— START OF Source text —

I also agree that users should opt-in to enabling the error, using option 2 
or 3, but I will implement what ever the popular option is.

My argument regarding "As the command is instructed to make migrations, not 
making any is the error case." was more about when to return the error: 
either when changes *are* found, or when changes are *not* found. As the 
command is attempting to make a migration, not finding any changes is the 
exceptional case, and should return an error code (if enabled via flags, or 
however it will eventually work).

On Thursday, October 30, 2014 10:30:50 AM UTC+11, Markus Holtermann wrote:
>
> I like the general idea, but I slightly disagree with "As the command is 
> instructed to make migrations, not making any is the error case.". Yes, 
> grep works that way but I thing this are two different use cases. I think 
> makemigrations on a project without any changes in the models' database 
> representation shouldn't exit with RC>0. I'd prefer to have the return code 
> either only set on dry-run or explicitly when using -e/--exit. I'm in favor 
> of 2. or 3.
>
> /Markus
>
> On Wednesday, October 29, 2014 8:44:31 AM UTC+1, Marc Tamlyn wrote:
>>
>> I agree number 1 is fine. For most general interaction with the command 
>> users won't notice.

— END OF Source text —
— START OF Data extract —

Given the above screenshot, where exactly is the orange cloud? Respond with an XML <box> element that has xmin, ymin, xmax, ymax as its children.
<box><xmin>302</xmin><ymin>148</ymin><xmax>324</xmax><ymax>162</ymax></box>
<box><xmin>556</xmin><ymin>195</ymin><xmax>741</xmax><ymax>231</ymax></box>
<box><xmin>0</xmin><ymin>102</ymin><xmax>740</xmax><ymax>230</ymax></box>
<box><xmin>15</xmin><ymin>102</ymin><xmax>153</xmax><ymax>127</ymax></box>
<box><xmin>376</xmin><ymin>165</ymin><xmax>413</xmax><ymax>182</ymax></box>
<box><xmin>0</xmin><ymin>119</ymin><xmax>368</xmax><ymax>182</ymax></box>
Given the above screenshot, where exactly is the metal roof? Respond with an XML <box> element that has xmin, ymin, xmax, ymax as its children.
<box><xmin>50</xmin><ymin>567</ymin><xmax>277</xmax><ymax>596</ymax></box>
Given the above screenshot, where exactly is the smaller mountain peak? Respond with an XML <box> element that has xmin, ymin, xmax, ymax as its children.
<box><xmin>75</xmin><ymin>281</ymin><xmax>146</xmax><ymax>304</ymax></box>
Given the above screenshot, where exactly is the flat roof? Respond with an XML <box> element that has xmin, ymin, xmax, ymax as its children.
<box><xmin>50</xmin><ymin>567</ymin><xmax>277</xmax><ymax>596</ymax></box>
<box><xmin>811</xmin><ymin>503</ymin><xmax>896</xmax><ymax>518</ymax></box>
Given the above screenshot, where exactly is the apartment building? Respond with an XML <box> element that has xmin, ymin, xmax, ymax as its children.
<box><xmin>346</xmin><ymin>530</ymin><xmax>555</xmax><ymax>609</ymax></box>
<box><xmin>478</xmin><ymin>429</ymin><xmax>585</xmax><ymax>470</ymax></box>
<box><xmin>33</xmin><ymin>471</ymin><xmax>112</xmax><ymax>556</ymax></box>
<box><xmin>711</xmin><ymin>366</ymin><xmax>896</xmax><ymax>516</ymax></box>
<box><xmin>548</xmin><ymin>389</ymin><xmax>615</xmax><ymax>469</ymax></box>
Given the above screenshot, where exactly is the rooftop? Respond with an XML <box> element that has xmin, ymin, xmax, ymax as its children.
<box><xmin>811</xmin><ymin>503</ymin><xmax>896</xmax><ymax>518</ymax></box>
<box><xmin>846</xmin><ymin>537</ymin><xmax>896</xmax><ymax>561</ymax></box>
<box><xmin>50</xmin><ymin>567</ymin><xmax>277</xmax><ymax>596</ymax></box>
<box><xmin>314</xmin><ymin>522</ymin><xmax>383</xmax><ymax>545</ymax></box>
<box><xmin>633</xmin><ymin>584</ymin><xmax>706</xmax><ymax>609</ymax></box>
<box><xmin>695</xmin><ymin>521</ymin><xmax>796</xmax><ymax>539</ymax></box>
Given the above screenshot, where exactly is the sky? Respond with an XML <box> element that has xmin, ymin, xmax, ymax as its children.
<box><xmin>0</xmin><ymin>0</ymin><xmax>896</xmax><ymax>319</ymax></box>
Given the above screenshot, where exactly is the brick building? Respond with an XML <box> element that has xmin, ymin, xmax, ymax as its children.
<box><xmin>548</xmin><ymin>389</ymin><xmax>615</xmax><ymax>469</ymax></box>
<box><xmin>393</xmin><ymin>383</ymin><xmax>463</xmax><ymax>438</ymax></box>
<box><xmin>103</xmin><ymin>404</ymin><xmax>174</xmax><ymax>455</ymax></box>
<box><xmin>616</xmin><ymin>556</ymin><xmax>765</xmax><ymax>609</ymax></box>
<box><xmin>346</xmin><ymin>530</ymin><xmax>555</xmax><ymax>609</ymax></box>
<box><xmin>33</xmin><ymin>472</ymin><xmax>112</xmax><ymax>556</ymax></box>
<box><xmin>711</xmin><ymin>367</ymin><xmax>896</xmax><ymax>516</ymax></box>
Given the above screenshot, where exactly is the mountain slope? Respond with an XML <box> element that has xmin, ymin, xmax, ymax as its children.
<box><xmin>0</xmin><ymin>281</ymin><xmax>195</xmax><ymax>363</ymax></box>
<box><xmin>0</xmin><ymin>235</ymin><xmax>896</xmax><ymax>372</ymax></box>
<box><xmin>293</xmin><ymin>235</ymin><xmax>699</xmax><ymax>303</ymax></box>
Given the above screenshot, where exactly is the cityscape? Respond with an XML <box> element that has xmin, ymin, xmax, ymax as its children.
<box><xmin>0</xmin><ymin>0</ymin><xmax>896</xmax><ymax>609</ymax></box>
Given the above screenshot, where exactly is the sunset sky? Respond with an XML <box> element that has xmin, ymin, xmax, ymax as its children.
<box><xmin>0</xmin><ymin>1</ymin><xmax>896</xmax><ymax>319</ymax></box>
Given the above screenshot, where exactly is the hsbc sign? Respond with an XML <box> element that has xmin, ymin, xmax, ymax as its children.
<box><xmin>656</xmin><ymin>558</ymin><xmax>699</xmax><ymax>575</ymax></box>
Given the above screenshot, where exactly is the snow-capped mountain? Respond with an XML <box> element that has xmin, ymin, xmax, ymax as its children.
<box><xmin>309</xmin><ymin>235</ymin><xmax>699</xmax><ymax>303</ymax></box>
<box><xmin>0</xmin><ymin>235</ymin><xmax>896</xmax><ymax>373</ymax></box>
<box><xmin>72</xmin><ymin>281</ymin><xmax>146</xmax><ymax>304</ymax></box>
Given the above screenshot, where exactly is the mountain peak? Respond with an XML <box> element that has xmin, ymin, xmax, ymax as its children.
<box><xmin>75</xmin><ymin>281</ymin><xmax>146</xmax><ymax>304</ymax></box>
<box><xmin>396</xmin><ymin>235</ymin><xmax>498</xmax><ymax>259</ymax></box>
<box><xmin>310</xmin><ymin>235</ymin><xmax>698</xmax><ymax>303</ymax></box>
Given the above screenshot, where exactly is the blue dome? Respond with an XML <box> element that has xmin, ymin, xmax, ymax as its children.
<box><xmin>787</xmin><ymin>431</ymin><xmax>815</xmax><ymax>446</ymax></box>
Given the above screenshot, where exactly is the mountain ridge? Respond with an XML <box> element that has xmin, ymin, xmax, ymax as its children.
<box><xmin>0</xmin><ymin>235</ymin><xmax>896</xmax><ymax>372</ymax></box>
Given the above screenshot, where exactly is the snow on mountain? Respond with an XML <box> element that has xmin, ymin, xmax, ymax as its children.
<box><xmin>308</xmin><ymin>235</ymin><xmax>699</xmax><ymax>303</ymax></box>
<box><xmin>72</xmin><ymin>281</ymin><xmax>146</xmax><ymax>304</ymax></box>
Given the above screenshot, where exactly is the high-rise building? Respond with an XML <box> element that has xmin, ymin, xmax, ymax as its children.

— END OF Data extract —

■ **Required task A**: In the discussion of the makemigrations exit code, why should the error come when no changes are found rather than when changes are found? Answer in one to three sentences.
■ **Required task B**: Can you give again the part of the discussion of the makemigrations exit code that begins at the words "My argument regarding" and stops after "will eventually work)."?

■ **Correct response A**: The command is attempting to make a migration, so not finding any changes is the exceptional case. That case should therefore return an error code, if enabled via flags or however it eventually works.

■ **Correct response B**:
My argument regarding "As the command is instructed to make migrations, not 
making any is the error case." was more about when to return the error: 
either when changes *are* found, or when changes are *not* found. As the 
command is attempting to make a migration, not finding any changes is the 
exceptional case, and should return an error code (if enabled via flags, or 
however it will eventually work).